[Items from a labeling collection]
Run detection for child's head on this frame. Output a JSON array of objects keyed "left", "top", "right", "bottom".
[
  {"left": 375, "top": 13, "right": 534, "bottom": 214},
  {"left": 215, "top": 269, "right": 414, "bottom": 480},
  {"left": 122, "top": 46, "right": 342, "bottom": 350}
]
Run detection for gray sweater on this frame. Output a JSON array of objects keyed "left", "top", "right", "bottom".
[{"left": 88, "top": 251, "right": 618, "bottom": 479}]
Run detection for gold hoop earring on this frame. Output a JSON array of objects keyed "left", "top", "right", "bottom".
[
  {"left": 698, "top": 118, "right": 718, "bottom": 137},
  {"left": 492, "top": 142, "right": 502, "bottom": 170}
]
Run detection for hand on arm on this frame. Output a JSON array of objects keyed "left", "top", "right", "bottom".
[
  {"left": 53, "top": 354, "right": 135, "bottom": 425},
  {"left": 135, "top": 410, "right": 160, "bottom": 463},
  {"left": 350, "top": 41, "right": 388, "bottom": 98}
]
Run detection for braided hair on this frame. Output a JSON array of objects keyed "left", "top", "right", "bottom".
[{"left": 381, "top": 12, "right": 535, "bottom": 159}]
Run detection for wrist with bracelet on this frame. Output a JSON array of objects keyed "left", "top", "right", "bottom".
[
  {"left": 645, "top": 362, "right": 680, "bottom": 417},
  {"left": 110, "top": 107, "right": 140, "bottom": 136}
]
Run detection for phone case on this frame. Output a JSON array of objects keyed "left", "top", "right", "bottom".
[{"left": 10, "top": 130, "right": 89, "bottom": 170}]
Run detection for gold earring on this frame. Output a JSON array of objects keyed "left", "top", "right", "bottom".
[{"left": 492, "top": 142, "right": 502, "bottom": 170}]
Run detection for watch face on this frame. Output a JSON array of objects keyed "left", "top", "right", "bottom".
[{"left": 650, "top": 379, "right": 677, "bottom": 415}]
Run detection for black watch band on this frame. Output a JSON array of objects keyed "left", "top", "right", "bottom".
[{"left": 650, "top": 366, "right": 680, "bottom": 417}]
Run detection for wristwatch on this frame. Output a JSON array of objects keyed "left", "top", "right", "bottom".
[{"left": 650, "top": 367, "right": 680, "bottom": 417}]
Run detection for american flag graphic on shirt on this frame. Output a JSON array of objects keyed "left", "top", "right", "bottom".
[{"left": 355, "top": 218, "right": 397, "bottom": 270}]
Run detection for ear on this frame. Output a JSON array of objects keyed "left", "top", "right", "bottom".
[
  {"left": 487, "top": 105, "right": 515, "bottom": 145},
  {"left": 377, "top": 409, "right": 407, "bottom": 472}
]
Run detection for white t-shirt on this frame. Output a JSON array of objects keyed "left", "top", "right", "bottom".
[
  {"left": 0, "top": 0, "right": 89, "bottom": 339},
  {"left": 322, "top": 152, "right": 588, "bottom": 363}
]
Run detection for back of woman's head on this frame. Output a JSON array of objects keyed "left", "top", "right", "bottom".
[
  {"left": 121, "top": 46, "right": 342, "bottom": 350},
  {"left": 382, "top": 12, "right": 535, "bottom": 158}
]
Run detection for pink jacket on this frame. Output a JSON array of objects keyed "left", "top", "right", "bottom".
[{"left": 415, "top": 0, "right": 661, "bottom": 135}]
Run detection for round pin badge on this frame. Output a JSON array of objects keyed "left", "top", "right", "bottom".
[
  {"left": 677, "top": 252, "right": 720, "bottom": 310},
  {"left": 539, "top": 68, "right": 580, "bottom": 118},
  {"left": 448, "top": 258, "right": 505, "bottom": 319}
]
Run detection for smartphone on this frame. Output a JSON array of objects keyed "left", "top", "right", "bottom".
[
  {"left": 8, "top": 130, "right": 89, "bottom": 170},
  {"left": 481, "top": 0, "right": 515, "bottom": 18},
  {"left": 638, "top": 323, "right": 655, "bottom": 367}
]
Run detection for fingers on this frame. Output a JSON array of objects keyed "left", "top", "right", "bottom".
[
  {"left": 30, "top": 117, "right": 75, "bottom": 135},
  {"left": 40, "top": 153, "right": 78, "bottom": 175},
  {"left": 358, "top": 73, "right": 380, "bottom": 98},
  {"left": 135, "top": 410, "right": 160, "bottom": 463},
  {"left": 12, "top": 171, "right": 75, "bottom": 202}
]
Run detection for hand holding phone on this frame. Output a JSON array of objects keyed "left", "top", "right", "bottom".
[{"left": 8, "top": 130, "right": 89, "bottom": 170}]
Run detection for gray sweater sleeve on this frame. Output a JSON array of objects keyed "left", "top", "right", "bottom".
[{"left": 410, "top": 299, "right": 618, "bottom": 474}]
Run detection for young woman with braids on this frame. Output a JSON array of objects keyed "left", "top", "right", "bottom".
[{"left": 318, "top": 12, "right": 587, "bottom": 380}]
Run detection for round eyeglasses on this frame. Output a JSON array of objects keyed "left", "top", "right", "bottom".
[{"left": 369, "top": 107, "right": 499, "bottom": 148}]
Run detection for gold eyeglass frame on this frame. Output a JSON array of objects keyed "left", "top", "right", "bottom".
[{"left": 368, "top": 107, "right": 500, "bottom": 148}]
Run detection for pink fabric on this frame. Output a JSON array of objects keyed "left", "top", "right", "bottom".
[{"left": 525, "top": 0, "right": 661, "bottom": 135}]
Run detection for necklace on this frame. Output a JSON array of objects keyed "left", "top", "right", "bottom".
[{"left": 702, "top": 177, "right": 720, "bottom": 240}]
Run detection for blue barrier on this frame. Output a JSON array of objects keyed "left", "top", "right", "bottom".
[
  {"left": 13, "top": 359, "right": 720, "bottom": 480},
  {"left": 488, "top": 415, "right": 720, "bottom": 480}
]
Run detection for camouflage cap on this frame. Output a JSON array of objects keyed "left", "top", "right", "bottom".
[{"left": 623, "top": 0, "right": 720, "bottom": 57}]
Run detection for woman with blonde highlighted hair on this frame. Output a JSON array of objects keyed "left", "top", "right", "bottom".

## STATED TASK
Reproduce the material from the line containing "Run detection for round eyeglasses" through the end, with the requests left unchanged. Rescale every bounding-box coordinate in the answers by a factor of 0.2, rounding to the nearest whole number with halves rounded up.

## SOLUTION TO THIS PROBLEM
Run detection for round eyeglasses on this frame. Output a JSON array of objects keyed "left", "top", "right", "bottom".
[{"left": 74, "top": 21, "right": 100, "bottom": 30}]
Run detection for gold eyeglass frame on this frame. Output a JSON array of objects keyed "left", "top", "right", "bottom".
[{"left": 74, "top": 21, "right": 100, "bottom": 30}]
Run detection for pink fabric on this frame. Output a JSON array of objects keyed "left", "top", "right", "bottom".
[{"left": 105, "top": 0, "right": 132, "bottom": 27}]
Run detection for necklace on this frame. Output a JSON array of objects keyed "left", "top", "right", "bottom".
[{"left": 140, "top": 35, "right": 144, "bottom": 48}]
Run detection for blue barrier on this frame. Output a JSON array of objects keyed "left", "top", "right", "bottom".
[
  {"left": 3, "top": 72, "right": 144, "bottom": 96},
  {"left": 98, "top": 83, "right": 144, "bottom": 96}
]
Run detection for camouflage cap on this frame. Output a JSON array of objects keyed "left", "top", "right", "bottom".
[{"left": 125, "top": 0, "right": 144, "bottom": 11}]
Run detection for woman with blonde highlighted hair on this frame. Output a JSON array of objects keyed "left", "top", "right", "bottom".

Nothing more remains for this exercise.